### DATASET EXCERPTS ###

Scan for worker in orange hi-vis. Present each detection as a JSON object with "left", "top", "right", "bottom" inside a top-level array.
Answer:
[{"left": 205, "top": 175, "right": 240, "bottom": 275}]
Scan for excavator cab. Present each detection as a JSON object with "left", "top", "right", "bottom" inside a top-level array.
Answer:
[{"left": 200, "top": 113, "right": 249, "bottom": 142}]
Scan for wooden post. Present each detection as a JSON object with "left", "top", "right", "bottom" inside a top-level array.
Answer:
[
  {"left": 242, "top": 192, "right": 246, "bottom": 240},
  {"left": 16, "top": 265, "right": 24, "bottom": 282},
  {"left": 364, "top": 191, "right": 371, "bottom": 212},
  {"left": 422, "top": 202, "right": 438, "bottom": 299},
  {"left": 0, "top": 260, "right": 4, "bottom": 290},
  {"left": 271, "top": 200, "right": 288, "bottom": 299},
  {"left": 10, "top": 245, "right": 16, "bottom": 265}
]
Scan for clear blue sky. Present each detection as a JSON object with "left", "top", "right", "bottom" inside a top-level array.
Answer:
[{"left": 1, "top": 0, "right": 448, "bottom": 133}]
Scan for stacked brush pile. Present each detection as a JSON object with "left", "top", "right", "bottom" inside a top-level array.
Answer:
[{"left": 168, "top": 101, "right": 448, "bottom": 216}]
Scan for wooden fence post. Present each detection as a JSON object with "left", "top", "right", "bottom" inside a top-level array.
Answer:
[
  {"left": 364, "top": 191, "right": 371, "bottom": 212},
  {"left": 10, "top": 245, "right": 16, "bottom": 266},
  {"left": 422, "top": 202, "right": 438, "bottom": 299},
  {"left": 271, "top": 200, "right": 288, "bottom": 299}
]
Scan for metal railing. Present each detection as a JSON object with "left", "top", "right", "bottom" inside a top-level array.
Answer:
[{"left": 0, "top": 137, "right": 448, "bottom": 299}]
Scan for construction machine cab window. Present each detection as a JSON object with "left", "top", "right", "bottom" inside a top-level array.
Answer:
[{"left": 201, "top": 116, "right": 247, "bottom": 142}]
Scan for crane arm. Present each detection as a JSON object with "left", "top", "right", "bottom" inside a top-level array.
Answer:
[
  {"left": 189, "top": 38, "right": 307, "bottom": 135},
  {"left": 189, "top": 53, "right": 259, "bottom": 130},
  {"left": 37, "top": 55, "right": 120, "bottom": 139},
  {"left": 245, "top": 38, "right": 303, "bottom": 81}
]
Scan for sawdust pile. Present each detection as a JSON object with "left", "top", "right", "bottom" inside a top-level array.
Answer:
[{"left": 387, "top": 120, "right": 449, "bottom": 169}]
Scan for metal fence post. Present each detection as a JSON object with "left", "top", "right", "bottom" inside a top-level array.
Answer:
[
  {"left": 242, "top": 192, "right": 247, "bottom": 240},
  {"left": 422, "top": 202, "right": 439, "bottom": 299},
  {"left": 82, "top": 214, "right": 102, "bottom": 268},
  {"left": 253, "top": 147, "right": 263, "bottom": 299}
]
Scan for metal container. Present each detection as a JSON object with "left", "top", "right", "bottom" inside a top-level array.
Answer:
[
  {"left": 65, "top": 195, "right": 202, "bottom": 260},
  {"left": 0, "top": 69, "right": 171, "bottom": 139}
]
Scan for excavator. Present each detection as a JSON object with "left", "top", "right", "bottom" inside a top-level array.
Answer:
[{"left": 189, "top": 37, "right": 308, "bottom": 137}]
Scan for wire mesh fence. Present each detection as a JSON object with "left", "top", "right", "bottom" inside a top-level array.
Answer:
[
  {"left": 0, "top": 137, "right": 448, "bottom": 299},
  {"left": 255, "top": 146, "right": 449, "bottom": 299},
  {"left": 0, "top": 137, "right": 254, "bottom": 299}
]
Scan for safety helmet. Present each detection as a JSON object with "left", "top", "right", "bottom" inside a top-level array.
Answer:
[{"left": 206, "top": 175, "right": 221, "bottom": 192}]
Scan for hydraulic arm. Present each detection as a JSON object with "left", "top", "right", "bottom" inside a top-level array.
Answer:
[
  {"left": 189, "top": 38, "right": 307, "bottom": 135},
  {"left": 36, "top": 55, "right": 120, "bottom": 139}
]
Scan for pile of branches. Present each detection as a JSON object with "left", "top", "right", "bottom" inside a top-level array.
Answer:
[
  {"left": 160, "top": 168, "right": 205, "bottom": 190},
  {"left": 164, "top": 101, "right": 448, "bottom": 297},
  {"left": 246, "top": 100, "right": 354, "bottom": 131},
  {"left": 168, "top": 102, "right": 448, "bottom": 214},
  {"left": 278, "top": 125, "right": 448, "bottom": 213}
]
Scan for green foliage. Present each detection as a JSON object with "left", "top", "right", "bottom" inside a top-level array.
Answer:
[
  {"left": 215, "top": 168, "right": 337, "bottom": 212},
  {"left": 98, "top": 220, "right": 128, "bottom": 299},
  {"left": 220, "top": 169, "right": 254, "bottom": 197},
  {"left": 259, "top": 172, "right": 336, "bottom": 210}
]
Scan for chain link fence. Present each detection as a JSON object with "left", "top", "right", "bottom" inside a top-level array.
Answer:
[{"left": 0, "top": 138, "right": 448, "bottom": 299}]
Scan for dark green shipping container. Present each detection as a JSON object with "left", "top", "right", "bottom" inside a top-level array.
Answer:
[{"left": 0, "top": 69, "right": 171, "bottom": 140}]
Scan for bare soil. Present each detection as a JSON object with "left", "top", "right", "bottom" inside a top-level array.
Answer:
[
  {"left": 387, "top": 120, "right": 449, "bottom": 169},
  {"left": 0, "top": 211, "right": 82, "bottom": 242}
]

###

WORK TASK: Please report the number of lines in the data that include "container", with no other words.

TASK ANSWER: 2